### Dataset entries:
──────

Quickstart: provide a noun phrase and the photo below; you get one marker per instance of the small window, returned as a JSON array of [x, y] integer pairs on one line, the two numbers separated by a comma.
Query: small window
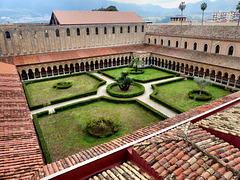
[[169, 43], [217, 49], [78, 31], [185, 45], [177, 43], [46, 33], [121, 29], [230, 50], [96, 30], [105, 30], [57, 33], [142, 28], [7, 35], [195, 46], [162, 42], [87, 31], [68, 32], [205, 49], [113, 30]]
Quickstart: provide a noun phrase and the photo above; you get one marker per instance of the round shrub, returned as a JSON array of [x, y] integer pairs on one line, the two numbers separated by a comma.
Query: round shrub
[[125, 94], [62, 85], [194, 94], [102, 127], [139, 71]]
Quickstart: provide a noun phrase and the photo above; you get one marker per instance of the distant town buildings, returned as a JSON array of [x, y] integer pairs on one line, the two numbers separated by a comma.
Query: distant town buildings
[[225, 16]]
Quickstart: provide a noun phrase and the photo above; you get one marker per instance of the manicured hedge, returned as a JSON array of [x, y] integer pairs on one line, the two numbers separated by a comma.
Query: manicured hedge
[[154, 96], [115, 100], [125, 95], [42, 141]]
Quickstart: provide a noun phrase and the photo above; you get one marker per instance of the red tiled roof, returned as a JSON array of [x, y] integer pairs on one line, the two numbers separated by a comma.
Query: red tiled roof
[[20, 154], [213, 59], [106, 147], [96, 17]]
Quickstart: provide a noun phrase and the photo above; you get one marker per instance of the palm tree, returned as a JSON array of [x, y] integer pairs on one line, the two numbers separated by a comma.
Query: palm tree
[[182, 6], [238, 10], [203, 7]]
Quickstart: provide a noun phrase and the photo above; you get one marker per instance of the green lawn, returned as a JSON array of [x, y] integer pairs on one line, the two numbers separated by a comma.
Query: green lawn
[[64, 134], [176, 93], [149, 73], [43, 92]]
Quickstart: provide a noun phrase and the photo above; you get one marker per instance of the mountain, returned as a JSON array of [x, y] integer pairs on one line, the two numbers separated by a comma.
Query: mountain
[[40, 10]]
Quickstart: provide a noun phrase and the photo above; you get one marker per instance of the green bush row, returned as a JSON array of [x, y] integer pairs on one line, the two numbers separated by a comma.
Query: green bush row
[[42, 141], [154, 96], [125, 95]]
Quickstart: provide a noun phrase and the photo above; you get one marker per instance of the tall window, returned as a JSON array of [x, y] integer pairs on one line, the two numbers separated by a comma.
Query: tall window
[[230, 50], [105, 30], [87, 31], [142, 28], [128, 29], [7, 35], [169, 43], [68, 32], [177, 43], [113, 30], [57, 33], [205, 49], [78, 31], [217, 49], [195, 46]]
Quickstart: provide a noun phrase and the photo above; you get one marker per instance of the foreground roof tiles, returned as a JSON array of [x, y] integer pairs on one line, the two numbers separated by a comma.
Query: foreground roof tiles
[[96, 17], [188, 152], [20, 154], [227, 121]]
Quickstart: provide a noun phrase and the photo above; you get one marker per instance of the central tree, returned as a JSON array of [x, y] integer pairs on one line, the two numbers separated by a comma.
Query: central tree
[[124, 82]]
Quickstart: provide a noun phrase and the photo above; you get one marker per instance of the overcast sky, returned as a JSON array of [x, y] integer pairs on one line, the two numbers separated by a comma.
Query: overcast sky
[[163, 3]]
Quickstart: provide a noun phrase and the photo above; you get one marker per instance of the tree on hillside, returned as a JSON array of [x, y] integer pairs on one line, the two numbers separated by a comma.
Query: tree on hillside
[[182, 6], [109, 8], [124, 82], [136, 63], [238, 10], [203, 8]]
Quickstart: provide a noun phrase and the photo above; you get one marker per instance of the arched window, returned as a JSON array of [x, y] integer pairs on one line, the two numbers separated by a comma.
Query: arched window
[[87, 31], [217, 49], [105, 30], [185, 45], [96, 30], [230, 50], [195, 46], [205, 48], [142, 28], [68, 32], [7, 35], [46, 33], [78, 31], [169, 43], [177, 43], [57, 33], [113, 30]]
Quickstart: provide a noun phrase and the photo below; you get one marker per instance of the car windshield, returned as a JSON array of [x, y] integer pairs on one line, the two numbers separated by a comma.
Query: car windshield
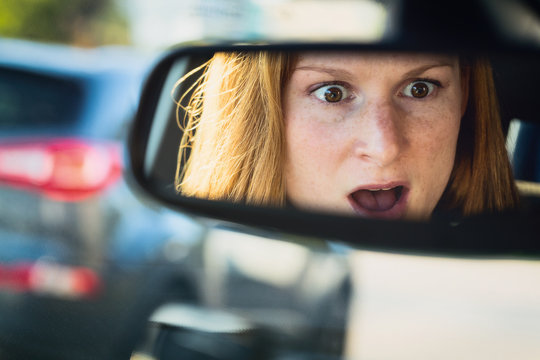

──────

### Task objective:
Convert every line of the data above into a JSON list of strings, one string per line, leaving out blank lines and the pictures.

### Result of the exercise:
[
  "Quickstart: provide a noun phrase and the photo below; you get one marker per instance of the small window, returned as a JSON array of [x, y] integer pairs on one line, the two numbers separated by a comma.",
  "Query: small window",
  "[[169, 43], [217, 49], [78, 31], [185, 45], [177, 43], [46, 33], [121, 29], [230, 50], [96, 30], [105, 30], [57, 33], [142, 28], [7, 35], [195, 46], [162, 42], [87, 31], [68, 32], [205, 49], [113, 30]]",
  "Quickstart: provide a noun phrase and the photo above; you get one marker per instance of the round shrub, returned as a JSON array of [x, y] integer pairs on one line, the two numbers separated by a comma.",
  "Query: round shrub",
  "[[125, 94], [62, 85], [194, 94], [102, 127], [139, 71]]",
  "Quickstart: provide a noun phrase and the photo above; you get one marker per instance of the distant town buildings, returned as a JSON array of [x, y] integer pairs on one line, the two numbers separated by a comma.",
  "Query: distant town buildings",
  "[[225, 16]]",
  "Quickstart: provide a noun phrase and the photo above; you get one marker per instance of the manicured hedge, returned as a JSON array of [x, y] integer pairs on one line, the two numbers separated by a comma.",
  "Query: manicured hedge",
  "[[154, 96], [115, 100], [125, 95], [42, 141]]",
  "Quickstart: provide a noun phrase and the photo above; you get one marker per instance of the red tiled roof, returned as a JSON array of [x, y] integer pairs on one line, the two numbers separated by a comma.",
  "Query: red tiled roof",
  "[[20, 154], [213, 59], [106, 147], [96, 17]]",
  "Quickstart: provide a noun phrase and the photo above; you get one marker per instance of the palm tree, returned as a JSON array of [x, y] integer pairs on one line, the two numbers separated by a comma.",
  "Query: palm tree",
  "[[182, 6], [238, 10], [203, 7]]",
  "Quickstart: provide a noun phrase and the photo above; you get one marker per instance of the green lawn, returned as a JSON array of [x, y] integer pairs on one line, the two numbers separated by a comma.",
  "Query: green lawn",
  "[[64, 134], [176, 93], [149, 73], [43, 92]]",
  "Quickstart: provide a noun phrase and the photo above; you get one marker per instance of the mountain, returned as a JSON array of [x, y] integer pairs on one line, the two numbers separated by a comma.",
  "Query: mountain",
  "[[40, 10]]",
  "Quickstart: provide a noun phrase and the photo above; you get one marker per instance of the green bush row, returned as a JSON array of [x, y] integer pairs on one line, the two numbers separated by a comma.",
  "Query: green bush row",
  "[[42, 141], [154, 96], [125, 95]]",
  "Quickstart: provide a noun phrase and the photo above; you get one marker per instance of the tall window, returned as a JSON array of [x, y] integer pairs on one line, the two numbers separated by a comma.",
  "Query: tall window",
  "[[230, 50], [105, 30], [87, 31], [142, 28], [128, 29], [7, 35], [169, 43], [68, 32], [177, 43], [113, 30], [57, 33], [205, 49], [78, 31], [217, 49], [195, 46]]",
  "Quickstart: provide a noun phrase and the photo above; you get one marker per instance of the foreground roof tiles, returned as a JSON array of [x, y] integer pairs on one line, the two numbers separated by a comma.",
  "Query: foreground roof tiles",
  "[[96, 17], [188, 152], [20, 154], [227, 121]]",
  "Quickstart: provide a noun phrase and the photo above; you get one marker per instance of the central tree, returned as a JSON array of [x, y] integer pairs on one line, the two numbers separated by a comma.",
  "Query: central tree",
  "[[124, 82]]",
  "Quickstart: provide a noun phrase and the photo above; you get one marker per instance of the overcast sky, returned as a JSON array of [x, y] integer pairs on one line, the two numbers separated by a comma.",
  "Query: overcast sky",
  "[[163, 3]]",
  "Quickstart: provide a noun phrase and the photo above; you get one marker per instance of the tree on hillside, returned as a JSON array of [x, y] integer pairs on one line, the two numbers separated by a comma.",
  "Query: tree on hillside",
  "[[182, 6], [109, 8], [124, 82], [136, 63], [238, 10], [203, 8]]",
  "Quickstart: provide a noun phrase and the photo above; you get one marker per instance of the arched window, returned as a JSON array of [x, y] integer pairs on one line, the two numbers separated by a comma.",
  "Query: arched window",
  "[[87, 31], [217, 49], [105, 30], [185, 45], [96, 30], [230, 50], [195, 46], [205, 48], [142, 28], [68, 32], [7, 35], [46, 33], [78, 31], [169, 43], [177, 43], [57, 33], [113, 30]]",
  "Quickstart: provide a noun phrase and the photo below; you get one marker per instance of the car windshield, returned as a JSON array of [x, y] integer pairs on one line, the two numbers separated by a comma.",
  "Query: car windshield"
]